[Items from a data source]

------------------------------------------------------------

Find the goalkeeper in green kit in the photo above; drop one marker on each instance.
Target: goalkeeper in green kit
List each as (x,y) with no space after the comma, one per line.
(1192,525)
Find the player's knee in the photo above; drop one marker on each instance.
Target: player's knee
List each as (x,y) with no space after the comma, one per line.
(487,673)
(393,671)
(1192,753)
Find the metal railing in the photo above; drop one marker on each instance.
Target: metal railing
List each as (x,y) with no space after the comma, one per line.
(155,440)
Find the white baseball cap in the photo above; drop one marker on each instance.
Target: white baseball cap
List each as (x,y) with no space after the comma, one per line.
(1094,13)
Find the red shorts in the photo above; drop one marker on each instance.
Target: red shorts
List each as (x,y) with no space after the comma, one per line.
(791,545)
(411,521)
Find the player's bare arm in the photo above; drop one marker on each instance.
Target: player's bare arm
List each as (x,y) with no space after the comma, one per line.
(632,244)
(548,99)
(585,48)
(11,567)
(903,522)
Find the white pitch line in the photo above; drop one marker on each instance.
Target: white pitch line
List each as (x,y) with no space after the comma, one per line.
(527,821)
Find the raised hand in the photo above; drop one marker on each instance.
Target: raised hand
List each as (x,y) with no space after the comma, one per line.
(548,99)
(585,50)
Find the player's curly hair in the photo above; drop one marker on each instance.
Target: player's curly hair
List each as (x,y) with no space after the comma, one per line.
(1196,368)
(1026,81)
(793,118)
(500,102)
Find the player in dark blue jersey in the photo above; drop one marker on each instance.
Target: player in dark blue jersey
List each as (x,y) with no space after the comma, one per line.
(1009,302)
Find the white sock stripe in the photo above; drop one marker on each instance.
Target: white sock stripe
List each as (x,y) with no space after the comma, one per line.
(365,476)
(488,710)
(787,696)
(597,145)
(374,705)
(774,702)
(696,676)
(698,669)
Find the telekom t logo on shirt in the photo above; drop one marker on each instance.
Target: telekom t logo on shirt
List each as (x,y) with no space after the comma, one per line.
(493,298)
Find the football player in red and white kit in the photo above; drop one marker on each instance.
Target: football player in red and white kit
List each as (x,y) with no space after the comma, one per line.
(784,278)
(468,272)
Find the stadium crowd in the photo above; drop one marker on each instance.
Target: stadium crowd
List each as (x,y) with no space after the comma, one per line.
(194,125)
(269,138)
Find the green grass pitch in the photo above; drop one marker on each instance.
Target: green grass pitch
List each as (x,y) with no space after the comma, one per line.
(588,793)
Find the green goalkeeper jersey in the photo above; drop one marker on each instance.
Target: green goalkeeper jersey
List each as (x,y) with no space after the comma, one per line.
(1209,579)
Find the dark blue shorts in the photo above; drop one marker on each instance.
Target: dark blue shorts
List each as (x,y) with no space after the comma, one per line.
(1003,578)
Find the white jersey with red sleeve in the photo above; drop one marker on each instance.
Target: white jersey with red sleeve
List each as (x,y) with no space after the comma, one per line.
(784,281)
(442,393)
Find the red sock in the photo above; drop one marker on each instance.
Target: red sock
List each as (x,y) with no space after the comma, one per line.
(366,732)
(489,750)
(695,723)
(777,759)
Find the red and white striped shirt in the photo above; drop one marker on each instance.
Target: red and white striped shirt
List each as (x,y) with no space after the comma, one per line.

------------------------------------------------------------

§ Task objective
Extract each entry in full, exactly as given.

§ Task answer
Find the goalkeeper in green kit in the photo above; drop one marker on each instance.
Target: goalkeeper in green kit
List each as (x,y) with no space after the comma, one per line.
(1192,525)
Find the player's knee in the photo above; drop one marker on each instance.
Target: player's knee
List each as (x,y) with no space after the comma, one per line.
(487,673)
(393,671)
(1192,753)
Find the metal railing in the photo above; drop one marker on each instance.
Target: metal railing
List each as (x,y) with no space after the comma, one per line.
(155,440)
Find the white baseball cap in the photo above; drop one marker on each instance.
Target: white baseball cap
List each as (x,y) with no space after the comma, one per line.
(1094,13)
Find the red shorts in the photo above; drop one marker on each instance.
Target: red shorts
List each as (x,y) with no space after the comma, one per line.
(791,545)
(411,521)
Find the player's bare arm in the photo above; drop one marker on each instance.
Target: player's bare arm
List each as (x,y) with no space after the comma, one per line.
(632,244)
(548,99)
(585,48)
(11,567)
(903,522)
Find the white pitch line in the photo above; drop one marker on each instance.
Target: white pitch line
List each as (x,y) with no space after the comma, one per line.
(527,821)
Find the raised hand in the photo above; drop one marker on each instance.
Target: raised hand
List each as (x,y) with no space after the comma, one per line.
(548,99)
(585,50)
Find the player's curly hair in the photo above; drop one marker on each instance.
Target: player's curly hair
List each as (x,y) with no space after the comma, one per line.
(1196,368)
(1026,81)
(793,118)
(500,102)
Find the player in dark blue jersey in the photo above; drop one marker on each instance.
Target: player in dark blue jersey
List each as (x,y) with no space after the comma, one per line.
(1009,302)
Find the white sock stripe in the photo above; drop one marker on each instance.
Target: white sock stripe
List each as (x,y) with no space after the comma, one per line.
(365,476)
(488,710)
(787,696)
(597,145)
(374,705)
(774,702)
(696,676)
(698,669)
Find the telekom t logo on shirt in the photo above; drop one marker on each instance.
Target: telekom t logo on shirt
List each as (x,y) with no space after the comma, one per line.
(493,298)
Find the football player in red and white kit in the photo above; drop one marker on each instance.
Target: football player in red and white kit
List each as (x,y) with no space after the comma, one per line.
(784,278)
(468,272)
Find the stadium crowd in the photo above; drop one marker on each instance.
Target: stadium crowd
List each as (x,y) with no space after the comma, one per line.
(194,125)
(269,138)
Find the green grass pitch in the photo above; drop one marker on each instance.
Target: green grass pitch
List each as (x,y) with no space after the comma, one per line.
(588,793)
Find the green goalkeeper jersey in the photo above; drop one marker on each instance.
Target: green goalkeeper jersey
List each as (x,y) with no space after the comma, one per line.
(1209,579)
Find the dark blue shorts in the photo above; drop one marker on each instance.
Target: dark blue shorts
List each as (x,y) with no space after the comma, one per line.
(1003,578)
Find the white jersey with red sleeve in the photo above; drop one marker on each instance.
Target: white jersey with red sleeve
List each as (x,y) with no space after the comma, one per line.
(784,281)
(442,393)
Find the red sock in the photo above; drop one marker on each instance.
Target: red sock
List each as (x,y) with no space after the comma, one per line.
(366,732)
(489,750)
(695,723)
(777,759)
Find the red and white striped shirt in the photo above; drop one marker on each instance.
Target: red and white striped shirt
List each as (x,y) with no space after the comma, one per line.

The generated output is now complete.